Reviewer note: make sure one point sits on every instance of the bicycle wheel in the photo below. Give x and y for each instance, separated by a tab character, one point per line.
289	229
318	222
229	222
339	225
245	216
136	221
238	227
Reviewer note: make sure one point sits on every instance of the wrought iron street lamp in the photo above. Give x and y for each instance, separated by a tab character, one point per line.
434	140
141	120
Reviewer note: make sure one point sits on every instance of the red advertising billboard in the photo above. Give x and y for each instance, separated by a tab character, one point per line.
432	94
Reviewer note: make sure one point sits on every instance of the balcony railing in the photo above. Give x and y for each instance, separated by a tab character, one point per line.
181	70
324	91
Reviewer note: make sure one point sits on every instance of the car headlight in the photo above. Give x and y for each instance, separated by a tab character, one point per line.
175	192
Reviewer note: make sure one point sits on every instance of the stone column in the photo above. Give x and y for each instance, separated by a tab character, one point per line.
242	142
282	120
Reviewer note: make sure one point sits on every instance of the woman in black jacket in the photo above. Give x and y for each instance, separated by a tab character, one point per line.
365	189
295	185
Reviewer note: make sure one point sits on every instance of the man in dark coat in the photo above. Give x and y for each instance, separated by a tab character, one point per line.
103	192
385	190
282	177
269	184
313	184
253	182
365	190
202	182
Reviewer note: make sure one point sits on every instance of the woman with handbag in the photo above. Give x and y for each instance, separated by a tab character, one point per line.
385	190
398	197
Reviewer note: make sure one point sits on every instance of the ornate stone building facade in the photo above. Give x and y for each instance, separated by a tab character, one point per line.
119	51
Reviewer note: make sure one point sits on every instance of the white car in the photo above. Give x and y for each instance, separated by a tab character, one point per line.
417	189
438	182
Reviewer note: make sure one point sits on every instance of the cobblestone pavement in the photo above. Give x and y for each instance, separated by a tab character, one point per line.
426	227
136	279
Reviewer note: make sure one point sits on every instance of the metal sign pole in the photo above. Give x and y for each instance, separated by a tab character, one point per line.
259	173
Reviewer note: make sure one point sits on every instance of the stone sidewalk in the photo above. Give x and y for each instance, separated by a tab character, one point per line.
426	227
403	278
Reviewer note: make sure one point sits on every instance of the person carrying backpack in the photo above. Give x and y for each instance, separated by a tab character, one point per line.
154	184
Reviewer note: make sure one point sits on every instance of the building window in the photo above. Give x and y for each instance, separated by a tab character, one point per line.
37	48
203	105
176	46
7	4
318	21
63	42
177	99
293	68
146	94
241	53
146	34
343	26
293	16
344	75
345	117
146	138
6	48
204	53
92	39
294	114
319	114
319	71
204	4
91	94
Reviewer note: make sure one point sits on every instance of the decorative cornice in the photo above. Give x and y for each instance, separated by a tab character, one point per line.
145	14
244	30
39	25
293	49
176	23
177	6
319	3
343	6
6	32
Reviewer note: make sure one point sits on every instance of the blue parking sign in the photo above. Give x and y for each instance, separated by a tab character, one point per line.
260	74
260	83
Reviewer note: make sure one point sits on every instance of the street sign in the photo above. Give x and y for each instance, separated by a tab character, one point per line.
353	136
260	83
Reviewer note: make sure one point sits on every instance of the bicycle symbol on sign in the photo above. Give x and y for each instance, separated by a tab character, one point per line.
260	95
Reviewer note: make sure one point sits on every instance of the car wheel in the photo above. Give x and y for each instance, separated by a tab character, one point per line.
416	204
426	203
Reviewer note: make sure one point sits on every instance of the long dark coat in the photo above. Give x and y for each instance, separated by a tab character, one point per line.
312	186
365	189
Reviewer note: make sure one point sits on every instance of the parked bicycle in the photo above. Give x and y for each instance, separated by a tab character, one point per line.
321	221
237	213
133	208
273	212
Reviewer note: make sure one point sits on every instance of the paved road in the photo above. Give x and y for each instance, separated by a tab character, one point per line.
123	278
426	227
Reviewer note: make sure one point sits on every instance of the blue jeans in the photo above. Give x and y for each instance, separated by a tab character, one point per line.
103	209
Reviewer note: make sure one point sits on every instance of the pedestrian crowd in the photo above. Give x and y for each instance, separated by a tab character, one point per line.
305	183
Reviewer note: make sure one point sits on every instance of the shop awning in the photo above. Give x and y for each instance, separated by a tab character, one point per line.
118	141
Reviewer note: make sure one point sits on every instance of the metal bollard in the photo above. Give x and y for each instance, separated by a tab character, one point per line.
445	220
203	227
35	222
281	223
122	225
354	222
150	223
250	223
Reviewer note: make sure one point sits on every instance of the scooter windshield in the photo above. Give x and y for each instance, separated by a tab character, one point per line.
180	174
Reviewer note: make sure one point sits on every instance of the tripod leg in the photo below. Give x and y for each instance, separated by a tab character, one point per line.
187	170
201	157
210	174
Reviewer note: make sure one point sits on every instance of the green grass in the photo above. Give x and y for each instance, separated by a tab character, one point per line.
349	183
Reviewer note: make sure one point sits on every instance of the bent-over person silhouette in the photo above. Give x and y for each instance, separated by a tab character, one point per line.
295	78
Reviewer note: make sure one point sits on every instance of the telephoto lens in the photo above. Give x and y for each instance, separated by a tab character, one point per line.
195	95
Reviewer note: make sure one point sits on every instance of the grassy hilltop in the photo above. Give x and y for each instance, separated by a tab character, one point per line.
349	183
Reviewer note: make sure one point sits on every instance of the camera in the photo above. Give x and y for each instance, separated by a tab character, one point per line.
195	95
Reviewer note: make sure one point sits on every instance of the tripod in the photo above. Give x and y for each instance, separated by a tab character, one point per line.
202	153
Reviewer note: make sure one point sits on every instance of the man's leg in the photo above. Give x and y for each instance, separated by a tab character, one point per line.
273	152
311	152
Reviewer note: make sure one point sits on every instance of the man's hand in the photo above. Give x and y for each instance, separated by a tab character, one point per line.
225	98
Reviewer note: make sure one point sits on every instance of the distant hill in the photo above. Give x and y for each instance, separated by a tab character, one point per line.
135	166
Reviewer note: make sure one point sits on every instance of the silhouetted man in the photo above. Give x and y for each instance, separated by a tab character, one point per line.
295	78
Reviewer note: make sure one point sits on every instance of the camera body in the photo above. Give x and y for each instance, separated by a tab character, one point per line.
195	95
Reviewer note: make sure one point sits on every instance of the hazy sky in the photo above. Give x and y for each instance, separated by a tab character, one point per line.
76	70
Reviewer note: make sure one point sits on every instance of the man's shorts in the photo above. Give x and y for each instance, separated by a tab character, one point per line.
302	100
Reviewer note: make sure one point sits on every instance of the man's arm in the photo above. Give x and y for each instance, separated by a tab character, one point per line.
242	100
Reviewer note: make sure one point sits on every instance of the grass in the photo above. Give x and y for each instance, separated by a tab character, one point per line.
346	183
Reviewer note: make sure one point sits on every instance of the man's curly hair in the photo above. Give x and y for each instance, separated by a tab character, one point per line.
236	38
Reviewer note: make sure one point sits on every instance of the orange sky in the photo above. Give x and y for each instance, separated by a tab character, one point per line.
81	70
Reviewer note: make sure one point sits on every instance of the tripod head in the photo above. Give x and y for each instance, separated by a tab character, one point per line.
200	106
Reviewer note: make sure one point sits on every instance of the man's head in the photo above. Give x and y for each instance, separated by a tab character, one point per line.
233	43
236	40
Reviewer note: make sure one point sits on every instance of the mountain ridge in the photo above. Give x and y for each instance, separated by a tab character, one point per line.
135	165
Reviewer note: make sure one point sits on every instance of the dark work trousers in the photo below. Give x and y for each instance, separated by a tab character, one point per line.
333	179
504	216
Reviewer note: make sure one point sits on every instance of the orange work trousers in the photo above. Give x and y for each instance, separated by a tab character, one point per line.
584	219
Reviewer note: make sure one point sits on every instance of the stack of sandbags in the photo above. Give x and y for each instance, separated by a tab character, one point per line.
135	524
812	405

+++

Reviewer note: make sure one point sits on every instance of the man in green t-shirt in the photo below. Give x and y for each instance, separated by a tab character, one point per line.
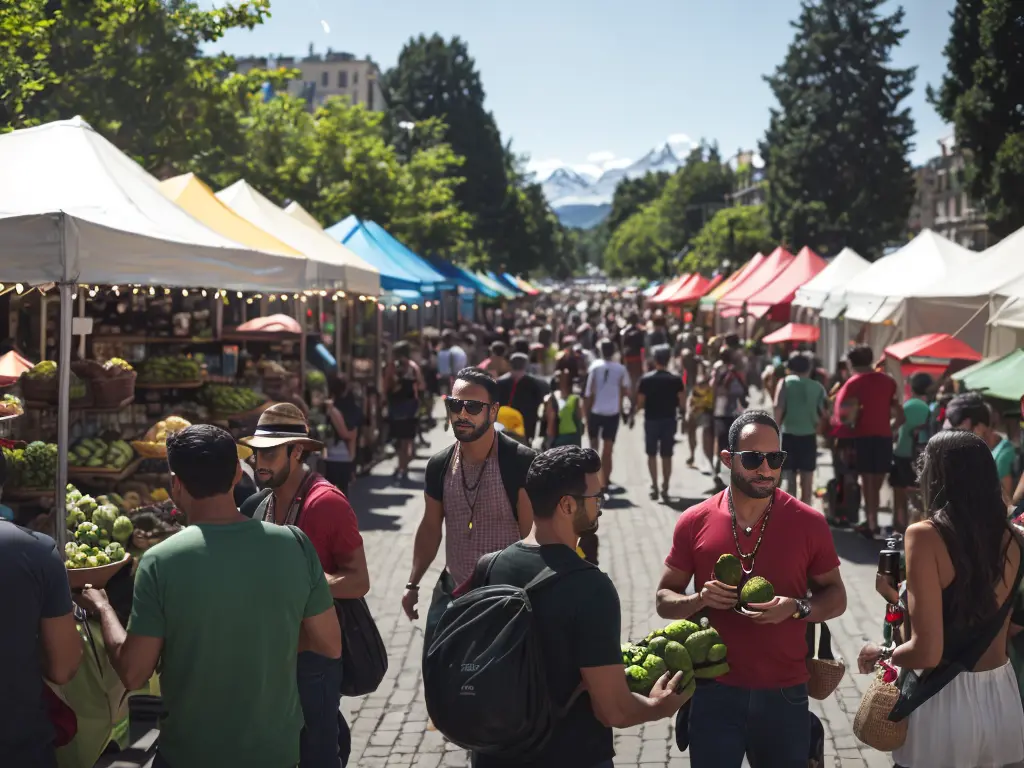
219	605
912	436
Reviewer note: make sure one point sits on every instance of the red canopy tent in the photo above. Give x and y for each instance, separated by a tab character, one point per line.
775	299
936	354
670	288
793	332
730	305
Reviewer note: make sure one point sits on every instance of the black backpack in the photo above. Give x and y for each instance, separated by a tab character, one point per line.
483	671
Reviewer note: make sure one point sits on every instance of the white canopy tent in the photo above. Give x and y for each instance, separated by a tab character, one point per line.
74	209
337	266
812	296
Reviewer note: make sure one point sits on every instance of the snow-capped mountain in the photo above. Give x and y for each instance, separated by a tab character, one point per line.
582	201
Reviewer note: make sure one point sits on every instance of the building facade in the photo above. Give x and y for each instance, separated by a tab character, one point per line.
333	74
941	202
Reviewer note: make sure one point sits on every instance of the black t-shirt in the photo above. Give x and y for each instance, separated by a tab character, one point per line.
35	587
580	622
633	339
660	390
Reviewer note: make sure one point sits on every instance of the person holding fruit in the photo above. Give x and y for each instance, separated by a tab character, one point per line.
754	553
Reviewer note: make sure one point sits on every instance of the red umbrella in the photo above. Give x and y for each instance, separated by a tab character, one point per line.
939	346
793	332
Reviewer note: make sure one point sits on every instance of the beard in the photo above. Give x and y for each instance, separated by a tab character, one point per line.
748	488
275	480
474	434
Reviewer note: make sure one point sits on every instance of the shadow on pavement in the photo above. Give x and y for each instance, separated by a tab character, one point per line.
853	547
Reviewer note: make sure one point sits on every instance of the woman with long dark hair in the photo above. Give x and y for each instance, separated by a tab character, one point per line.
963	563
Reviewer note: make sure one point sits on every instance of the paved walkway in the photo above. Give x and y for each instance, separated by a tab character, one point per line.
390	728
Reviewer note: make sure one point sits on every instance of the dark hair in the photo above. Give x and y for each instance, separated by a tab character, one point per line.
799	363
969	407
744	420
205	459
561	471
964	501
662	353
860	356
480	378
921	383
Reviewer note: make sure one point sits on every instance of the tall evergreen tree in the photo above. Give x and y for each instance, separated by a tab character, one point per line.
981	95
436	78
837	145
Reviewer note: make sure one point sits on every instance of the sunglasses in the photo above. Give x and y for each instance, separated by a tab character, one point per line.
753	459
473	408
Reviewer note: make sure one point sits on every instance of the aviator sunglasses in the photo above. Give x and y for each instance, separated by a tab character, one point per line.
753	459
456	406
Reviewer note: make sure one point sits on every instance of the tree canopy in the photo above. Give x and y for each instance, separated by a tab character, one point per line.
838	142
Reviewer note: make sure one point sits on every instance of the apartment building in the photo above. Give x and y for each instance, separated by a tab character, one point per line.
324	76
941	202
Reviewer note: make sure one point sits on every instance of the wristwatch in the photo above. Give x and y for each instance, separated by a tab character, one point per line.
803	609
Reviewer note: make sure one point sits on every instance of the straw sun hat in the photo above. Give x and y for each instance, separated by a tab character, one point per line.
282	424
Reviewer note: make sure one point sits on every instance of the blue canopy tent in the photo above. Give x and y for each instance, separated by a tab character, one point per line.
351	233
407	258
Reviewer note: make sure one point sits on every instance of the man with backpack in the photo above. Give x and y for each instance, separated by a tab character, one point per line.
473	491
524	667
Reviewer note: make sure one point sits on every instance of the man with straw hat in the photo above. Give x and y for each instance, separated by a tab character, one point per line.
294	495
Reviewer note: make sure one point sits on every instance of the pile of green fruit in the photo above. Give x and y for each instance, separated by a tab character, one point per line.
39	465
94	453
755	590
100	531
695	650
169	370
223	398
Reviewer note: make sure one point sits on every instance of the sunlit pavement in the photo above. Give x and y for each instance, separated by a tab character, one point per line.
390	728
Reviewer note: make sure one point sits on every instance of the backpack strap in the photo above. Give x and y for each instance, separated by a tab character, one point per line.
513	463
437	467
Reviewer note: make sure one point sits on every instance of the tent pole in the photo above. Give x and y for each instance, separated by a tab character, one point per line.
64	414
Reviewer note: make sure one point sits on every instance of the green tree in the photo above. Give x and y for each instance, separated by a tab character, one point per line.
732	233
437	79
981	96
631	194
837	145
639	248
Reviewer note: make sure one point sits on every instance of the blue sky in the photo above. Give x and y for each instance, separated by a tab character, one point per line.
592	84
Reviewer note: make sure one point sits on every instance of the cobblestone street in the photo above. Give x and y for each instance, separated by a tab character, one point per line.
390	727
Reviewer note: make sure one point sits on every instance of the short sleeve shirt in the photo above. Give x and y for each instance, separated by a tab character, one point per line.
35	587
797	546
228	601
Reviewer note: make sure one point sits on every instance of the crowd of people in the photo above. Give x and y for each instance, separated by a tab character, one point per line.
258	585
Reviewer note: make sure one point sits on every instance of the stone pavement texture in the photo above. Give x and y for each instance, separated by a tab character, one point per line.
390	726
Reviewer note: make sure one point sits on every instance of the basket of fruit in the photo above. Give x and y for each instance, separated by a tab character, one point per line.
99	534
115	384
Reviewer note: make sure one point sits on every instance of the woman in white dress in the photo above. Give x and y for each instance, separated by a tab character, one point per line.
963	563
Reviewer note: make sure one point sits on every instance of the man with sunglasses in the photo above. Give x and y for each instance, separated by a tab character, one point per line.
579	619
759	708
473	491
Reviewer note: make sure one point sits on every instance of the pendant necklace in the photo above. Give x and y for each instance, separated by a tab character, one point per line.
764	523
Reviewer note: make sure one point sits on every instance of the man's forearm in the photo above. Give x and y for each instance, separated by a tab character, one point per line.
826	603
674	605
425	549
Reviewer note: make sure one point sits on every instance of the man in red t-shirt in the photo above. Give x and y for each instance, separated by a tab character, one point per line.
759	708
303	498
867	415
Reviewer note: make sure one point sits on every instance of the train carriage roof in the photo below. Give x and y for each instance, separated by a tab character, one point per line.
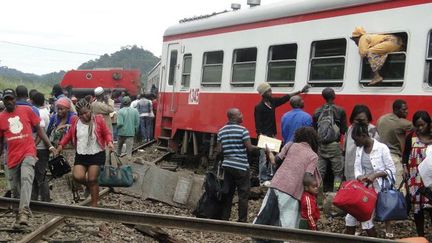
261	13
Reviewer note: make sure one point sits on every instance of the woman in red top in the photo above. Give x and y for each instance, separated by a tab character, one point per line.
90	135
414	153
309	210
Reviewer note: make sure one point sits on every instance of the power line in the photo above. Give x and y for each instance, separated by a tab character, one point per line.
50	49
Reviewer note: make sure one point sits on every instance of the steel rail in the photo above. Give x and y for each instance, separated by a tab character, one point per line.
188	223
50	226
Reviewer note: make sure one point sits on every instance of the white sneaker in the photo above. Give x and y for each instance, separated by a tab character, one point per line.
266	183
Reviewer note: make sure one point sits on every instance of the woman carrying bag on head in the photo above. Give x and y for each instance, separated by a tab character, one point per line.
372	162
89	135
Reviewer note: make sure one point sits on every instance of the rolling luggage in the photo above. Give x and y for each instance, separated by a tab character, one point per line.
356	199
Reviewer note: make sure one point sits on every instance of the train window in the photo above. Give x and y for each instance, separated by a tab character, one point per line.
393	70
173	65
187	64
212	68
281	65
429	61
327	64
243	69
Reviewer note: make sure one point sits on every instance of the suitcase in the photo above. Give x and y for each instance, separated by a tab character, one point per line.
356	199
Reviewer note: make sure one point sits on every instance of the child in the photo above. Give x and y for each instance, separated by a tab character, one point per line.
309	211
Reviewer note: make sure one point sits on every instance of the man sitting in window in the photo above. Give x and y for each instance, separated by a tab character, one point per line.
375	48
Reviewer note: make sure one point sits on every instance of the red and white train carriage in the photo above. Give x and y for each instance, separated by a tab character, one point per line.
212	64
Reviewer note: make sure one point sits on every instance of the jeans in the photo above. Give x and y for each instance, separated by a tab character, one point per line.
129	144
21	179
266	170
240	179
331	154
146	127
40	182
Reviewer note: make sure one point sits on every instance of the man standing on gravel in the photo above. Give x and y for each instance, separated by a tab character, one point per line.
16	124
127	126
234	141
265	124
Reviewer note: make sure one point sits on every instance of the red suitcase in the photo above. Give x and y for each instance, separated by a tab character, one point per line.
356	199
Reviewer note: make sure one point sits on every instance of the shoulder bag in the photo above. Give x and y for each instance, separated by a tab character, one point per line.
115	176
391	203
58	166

+++

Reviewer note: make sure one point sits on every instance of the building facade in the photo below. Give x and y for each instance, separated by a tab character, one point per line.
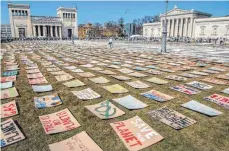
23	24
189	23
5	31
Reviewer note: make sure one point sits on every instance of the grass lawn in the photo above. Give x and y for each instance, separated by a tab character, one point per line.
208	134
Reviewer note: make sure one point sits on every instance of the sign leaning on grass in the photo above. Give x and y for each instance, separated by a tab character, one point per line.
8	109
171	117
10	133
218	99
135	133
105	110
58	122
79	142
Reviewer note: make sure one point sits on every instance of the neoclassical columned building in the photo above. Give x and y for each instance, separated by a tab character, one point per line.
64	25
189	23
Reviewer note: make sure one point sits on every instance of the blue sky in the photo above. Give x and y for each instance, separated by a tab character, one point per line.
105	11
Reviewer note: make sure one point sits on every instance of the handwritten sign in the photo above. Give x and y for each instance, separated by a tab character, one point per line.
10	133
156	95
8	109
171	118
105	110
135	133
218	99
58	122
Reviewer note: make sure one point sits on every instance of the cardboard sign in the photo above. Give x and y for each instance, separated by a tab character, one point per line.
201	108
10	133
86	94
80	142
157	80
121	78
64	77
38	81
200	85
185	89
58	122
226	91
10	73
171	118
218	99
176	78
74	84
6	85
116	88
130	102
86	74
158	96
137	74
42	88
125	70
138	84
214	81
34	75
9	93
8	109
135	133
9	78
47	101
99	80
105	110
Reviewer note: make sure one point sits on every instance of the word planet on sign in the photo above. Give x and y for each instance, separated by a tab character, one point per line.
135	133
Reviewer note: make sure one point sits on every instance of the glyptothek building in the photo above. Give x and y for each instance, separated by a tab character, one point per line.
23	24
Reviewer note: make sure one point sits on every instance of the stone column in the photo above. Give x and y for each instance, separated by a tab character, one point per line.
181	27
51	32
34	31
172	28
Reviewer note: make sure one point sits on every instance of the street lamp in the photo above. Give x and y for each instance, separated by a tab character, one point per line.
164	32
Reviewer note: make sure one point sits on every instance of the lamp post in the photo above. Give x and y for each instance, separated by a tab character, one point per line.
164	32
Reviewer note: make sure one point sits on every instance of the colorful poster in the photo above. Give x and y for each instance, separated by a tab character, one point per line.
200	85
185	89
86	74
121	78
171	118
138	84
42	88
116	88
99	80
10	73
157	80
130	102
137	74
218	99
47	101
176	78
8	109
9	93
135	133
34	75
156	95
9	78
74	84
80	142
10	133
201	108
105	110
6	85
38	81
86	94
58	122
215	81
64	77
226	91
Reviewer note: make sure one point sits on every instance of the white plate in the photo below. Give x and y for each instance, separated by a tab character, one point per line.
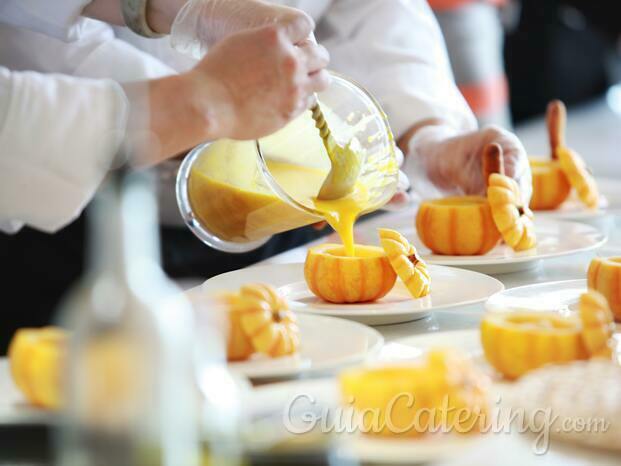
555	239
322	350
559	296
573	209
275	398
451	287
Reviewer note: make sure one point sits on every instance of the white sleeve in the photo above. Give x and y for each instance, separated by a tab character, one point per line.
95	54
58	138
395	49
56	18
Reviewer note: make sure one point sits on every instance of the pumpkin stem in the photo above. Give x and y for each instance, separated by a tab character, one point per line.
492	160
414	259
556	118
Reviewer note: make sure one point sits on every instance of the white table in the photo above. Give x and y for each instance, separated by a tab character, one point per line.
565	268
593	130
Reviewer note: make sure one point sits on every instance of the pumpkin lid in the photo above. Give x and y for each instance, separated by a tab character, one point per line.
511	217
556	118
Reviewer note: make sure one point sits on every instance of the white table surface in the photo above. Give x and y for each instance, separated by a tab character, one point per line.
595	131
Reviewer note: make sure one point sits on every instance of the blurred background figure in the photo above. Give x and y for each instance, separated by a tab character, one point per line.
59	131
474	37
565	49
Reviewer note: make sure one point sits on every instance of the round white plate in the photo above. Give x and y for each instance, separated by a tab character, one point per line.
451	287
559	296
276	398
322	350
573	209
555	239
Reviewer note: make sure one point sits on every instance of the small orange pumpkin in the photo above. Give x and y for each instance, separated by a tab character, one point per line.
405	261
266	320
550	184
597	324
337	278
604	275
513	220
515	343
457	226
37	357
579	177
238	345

+++

» Set exercise:
State how many lines of the items contain the word "pole", counting only exact matches in case, and give the number alone.

» Result:
2